▶ _WHAT THE TASK REQUIRES_: From the first line to the last, output the material exactly.

▶ _SOURCE DATA_:
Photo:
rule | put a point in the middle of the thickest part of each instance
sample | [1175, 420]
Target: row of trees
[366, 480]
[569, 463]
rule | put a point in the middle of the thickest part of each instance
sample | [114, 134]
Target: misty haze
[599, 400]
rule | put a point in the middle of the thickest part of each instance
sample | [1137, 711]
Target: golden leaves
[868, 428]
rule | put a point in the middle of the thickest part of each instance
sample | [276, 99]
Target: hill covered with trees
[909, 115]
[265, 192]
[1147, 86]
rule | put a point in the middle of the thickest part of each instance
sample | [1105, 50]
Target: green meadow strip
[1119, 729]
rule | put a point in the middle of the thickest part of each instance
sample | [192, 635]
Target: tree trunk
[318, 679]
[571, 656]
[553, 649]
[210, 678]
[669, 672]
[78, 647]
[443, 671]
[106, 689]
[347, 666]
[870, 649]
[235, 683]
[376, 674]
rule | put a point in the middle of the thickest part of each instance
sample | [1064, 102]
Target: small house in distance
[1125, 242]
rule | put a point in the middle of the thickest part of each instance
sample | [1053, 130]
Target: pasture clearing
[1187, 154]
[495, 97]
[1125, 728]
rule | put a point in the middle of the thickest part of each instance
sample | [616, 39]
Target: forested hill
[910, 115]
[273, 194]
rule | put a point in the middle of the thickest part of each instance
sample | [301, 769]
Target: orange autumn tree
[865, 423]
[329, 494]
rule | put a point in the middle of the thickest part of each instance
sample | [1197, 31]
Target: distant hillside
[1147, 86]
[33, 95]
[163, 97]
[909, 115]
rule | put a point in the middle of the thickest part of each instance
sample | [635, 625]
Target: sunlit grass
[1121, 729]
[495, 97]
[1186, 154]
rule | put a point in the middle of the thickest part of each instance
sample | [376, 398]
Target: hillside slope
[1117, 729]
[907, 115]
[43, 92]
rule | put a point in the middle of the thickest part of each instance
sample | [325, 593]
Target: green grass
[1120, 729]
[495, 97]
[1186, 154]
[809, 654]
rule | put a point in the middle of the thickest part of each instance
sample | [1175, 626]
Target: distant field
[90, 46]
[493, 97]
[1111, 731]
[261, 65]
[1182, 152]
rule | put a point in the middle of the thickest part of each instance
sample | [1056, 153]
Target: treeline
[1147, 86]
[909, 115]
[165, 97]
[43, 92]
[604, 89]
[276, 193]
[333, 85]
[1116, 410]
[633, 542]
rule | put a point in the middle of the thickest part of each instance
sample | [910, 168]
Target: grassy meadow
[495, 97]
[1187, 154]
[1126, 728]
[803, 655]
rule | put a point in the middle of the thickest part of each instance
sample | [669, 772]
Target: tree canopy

▶ _RESULT OF THIS EXERCISE_:
Photo:
rule | put a point in the middle of the thickest part of each instance
sample | [1175, 420]
Target: row of trees
[366, 480]
[569, 463]
rule | put a point in the middle of the thickest part of each instance
sample | [114, 134]
Target: misty haze
[599, 400]
rule | put a point in the middle of the thickest part of each instance
sample | [1137, 711]
Target: golden leaves
[868, 428]
rule | put a point in the middle of the thickest part of each instance
sample | [276, 99]
Target: hill covered with trees
[909, 115]
[265, 192]
[1147, 86]
rule | put a point in the middle of the thickest part of each instance
sample | [1105, 50]
Target: green meadow strip
[1119, 729]
rule | put a point in the middle of the thickest part of each instance
sample | [192, 635]
Target: tree trunk
[318, 679]
[571, 656]
[553, 649]
[210, 678]
[669, 672]
[78, 647]
[443, 671]
[106, 689]
[347, 666]
[870, 649]
[235, 683]
[376, 674]
rule | put a point in the middle of the thickest part of each instance
sample | [1064, 102]
Target: small house in distance
[1125, 242]
rule | put a point in the middle of the thickest part of each instance
sample | [1053, 130]
Target: pasture clearing
[1187, 154]
[495, 97]
[1125, 728]
rule | put a point in the middle of the thickest part of each instance
sample | [616, 39]
Target: forested hill
[910, 115]
[273, 194]
rule | put a point in the middle of the thickest part of each instance
sample | [301, 769]
Target: orange autumn tree
[865, 423]
[329, 494]
rule | put a point in the middle of the thickest part of each instance
sample | [1197, 31]
Target: distant hillside
[1147, 86]
[33, 95]
[163, 97]
[909, 115]
rule | put a point in the middle of the thickest part of each instance
sample | [635, 625]
Target: sunlit grass
[1121, 729]
[495, 97]
[1186, 154]
rule | put a point in the middle of the thickest part of each instance
sample | [376, 398]
Target: hillside slope
[1117, 729]
[907, 115]
[43, 92]
rule | put a point in the middle of the thickest part of each instance
sample | [325, 593]
Target: green grass
[1120, 729]
[495, 97]
[1186, 154]
[809, 654]
rule | put a point in the middle of the thickest part of each instance
sample | [1175, 626]
Target: distant field
[90, 46]
[493, 97]
[1111, 731]
[261, 65]
[1182, 152]
rule | put a point in the middle of the thickest part of each instance
sample | [1056, 153]
Target: treeline
[1147, 86]
[909, 115]
[165, 97]
[43, 92]
[604, 89]
[276, 193]
[333, 85]
[1116, 410]
[633, 542]
rule | put a point in the middle of the thickest part of each instance
sample | [910, 168]
Target: grassy meadow
[495, 97]
[1187, 154]
[1126, 728]
[803, 655]
rule | put a point in the middle of the thickest part of each instance
sample | [669, 772]
Target: tree canopy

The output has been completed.